- What is required: Please state how many lines in the records below contain the word "green"; the number alone is the answer.

[Records contained in a dataset]
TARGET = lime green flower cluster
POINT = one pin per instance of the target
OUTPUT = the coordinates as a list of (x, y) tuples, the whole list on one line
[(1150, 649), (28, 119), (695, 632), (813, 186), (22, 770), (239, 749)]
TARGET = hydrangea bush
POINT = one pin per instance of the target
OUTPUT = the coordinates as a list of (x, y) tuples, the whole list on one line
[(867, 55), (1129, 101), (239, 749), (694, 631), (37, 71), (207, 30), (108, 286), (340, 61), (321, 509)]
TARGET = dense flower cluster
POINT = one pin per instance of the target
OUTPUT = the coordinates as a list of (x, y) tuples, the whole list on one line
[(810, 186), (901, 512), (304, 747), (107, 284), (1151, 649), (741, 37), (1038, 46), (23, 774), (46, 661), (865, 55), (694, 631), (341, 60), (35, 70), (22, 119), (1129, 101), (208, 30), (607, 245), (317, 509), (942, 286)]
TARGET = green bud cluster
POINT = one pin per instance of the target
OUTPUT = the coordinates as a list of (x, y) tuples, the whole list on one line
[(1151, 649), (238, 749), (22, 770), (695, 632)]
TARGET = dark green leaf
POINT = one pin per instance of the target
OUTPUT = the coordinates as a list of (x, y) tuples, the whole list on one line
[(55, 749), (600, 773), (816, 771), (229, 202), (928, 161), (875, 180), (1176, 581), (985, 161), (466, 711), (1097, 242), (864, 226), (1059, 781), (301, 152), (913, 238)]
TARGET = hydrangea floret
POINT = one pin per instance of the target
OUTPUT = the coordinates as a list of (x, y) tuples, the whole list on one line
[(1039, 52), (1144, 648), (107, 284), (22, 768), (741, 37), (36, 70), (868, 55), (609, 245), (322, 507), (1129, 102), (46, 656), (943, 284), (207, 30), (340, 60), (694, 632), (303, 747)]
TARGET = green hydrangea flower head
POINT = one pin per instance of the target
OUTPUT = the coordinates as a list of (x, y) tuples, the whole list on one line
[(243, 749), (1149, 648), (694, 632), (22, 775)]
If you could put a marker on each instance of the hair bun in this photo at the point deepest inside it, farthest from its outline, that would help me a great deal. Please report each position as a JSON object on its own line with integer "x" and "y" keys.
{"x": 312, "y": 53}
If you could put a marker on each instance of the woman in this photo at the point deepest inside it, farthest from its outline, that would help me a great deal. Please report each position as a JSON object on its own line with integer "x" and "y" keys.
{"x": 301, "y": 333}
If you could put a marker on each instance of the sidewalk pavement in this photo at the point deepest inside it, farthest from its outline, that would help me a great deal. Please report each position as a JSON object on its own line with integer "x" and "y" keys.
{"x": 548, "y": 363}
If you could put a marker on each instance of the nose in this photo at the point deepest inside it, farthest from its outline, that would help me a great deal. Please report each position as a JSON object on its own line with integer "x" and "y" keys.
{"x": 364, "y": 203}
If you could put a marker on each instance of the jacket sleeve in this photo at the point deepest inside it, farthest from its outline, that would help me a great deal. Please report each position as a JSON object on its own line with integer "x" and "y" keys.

- Exercise output: 4